CHALLENGE →
Reproduce every line of text in the records below, rescaling each bounding-box coordinate in the answers by a factor of 2.1 and rounding to whole numbers, with halves rounded up. Omit the pictures from your output.

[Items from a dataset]

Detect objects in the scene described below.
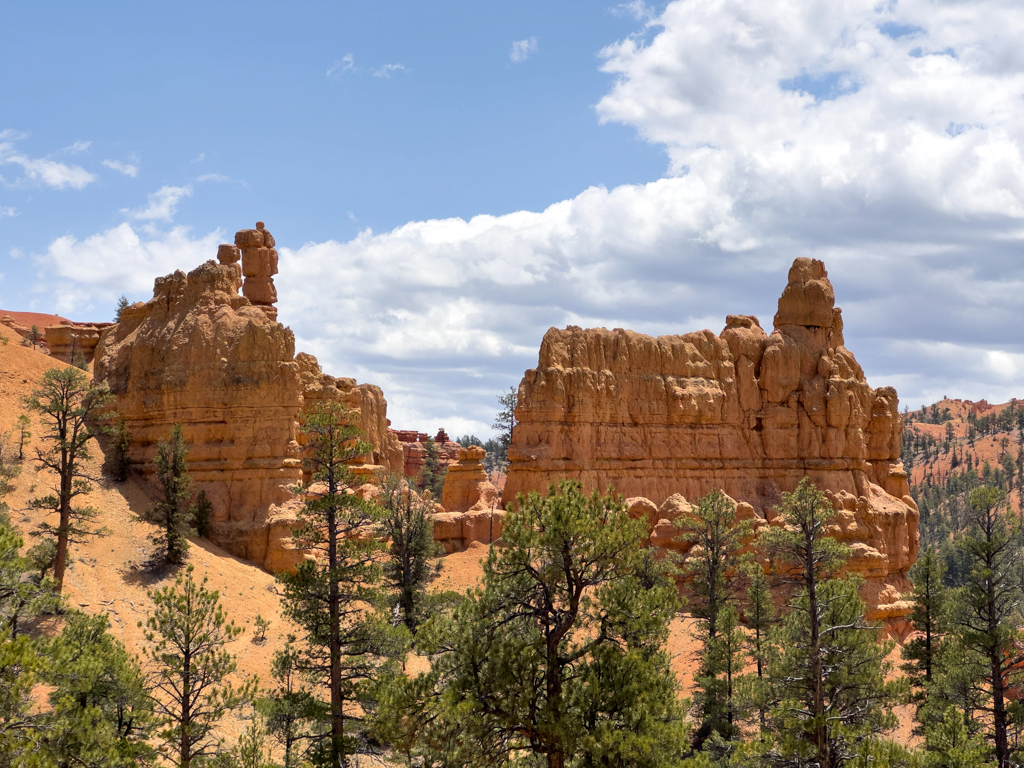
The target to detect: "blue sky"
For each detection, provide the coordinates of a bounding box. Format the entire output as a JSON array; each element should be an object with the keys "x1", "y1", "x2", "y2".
[{"x1": 0, "y1": 0, "x2": 1024, "y2": 435}]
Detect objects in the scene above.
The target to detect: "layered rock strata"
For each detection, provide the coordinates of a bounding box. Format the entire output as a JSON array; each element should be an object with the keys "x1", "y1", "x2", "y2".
[
  {"x1": 94, "y1": 222, "x2": 403, "y2": 569},
  {"x1": 434, "y1": 445, "x2": 504, "y2": 552},
  {"x1": 393, "y1": 429, "x2": 462, "y2": 477},
  {"x1": 45, "y1": 323, "x2": 114, "y2": 365},
  {"x1": 504, "y1": 259, "x2": 918, "y2": 618}
]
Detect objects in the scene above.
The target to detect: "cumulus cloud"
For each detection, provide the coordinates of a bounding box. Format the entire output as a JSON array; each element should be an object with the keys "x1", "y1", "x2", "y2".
[
  {"x1": 25, "y1": 0, "x2": 1024, "y2": 434},
  {"x1": 0, "y1": 130, "x2": 96, "y2": 189},
  {"x1": 268, "y1": 0, "x2": 1024, "y2": 428},
  {"x1": 121, "y1": 184, "x2": 193, "y2": 221},
  {"x1": 35, "y1": 222, "x2": 223, "y2": 314},
  {"x1": 101, "y1": 160, "x2": 138, "y2": 178},
  {"x1": 374, "y1": 63, "x2": 406, "y2": 78},
  {"x1": 509, "y1": 37, "x2": 541, "y2": 63}
]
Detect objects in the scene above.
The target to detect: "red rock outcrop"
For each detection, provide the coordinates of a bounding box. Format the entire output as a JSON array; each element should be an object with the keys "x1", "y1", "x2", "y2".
[
  {"x1": 504, "y1": 259, "x2": 918, "y2": 618},
  {"x1": 392, "y1": 429, "x2": 462, "y2": 477},
  {"x1": 45, "y1": 321, "x2": 114, "y2": 365},
  {"x1": 434, "y1": 445, "x2": 504, "y2": 552},
  {"x1": 94, "y1": 222, "x2": 403, "y2": 569}
]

FULL SOLUTION →
Detect objects in the scene described below.
The target to detect: "blue sky"
For each detection, provide the coordinates of a bounding box. Format the entire output as a JSON array; each element should be an object with the keys "x1", "y1", "x2", "y2".
[{"x1": 0, "y1": 0, "x2": 2150, "y2": 914}]
Detect objects in the scene above.
The target to detect: "layered rock strata"
For each detection, provide the coordinates of a bounding box. Format the entire output as a JSON array; each element should be an object with the keys "x1", "y1", "x2", "y2".
[
  {"x1": 197, "y1": 466, "x2": 846, "y2": 1195},
  {"x1": 911, "y1": 935, "x2": 1058, "y2": 1159},
  {"x1": 825, "y1": 901, "x2": 970, "y2": 1002},
  {"x1": 95, "y1": 678, "x2": 239, "y2": 767},
  {"x1": 1058, "y1": 544, "x2": 1928, "y2": 1298}
]
Detect objects in the scene above.
The target to detect: "cumulus cloud"
For each detection, provide the coordinates of a bounding box. Format the entire output as a JSON array; each element should be an object with the keys "x1", "y1", "x2", "y2".
[
  {"x1": 53, "y1": 0, "x2": 2150, "y2": 911},
  {"x1": 0, "y1": 273, "x2": 202, "y2": 397},
  {"x1": 563, "y1": 0, "x2": 2150, "y2": 899},
  {"x1": 254, "y1": 386, "x2": 405, "y2": 464},
  {"x1": 74, "y1": 466, "x2": 468, "y2": 659},
  {"x1": 212, "y1": 336, "x2": 290, "y2": 374},
  {"x1": 785, "y1": 132, "x2": 853, "y2": 164},
  {"x1": 1069, "y1": 78, "x2": 1136, "y2": 132}
]
Detect objects in the scene above.
The target to detect: "red rock outcrop"
For each detection, provide the coordinates of a bounding box. Format the entire output as a JSON array; each element should be an object with the keys "x1", "y1", "x2", "y2".
[
  {"x1": 1058, "y1": 544, "x2": 1928, "y2": 1298},
  {"x1": 823, "y1": 901, "x2": 970, "y2": 1002},
  {"x1": 95, "y1": 674, "x2": 239, "y2": 767},
  {"x1": 911, "y1": 935, "x2": 1058, "y2": 1159},
  {"x1": 197, "y1": 466, "x2": 846, "y2": 1195}
]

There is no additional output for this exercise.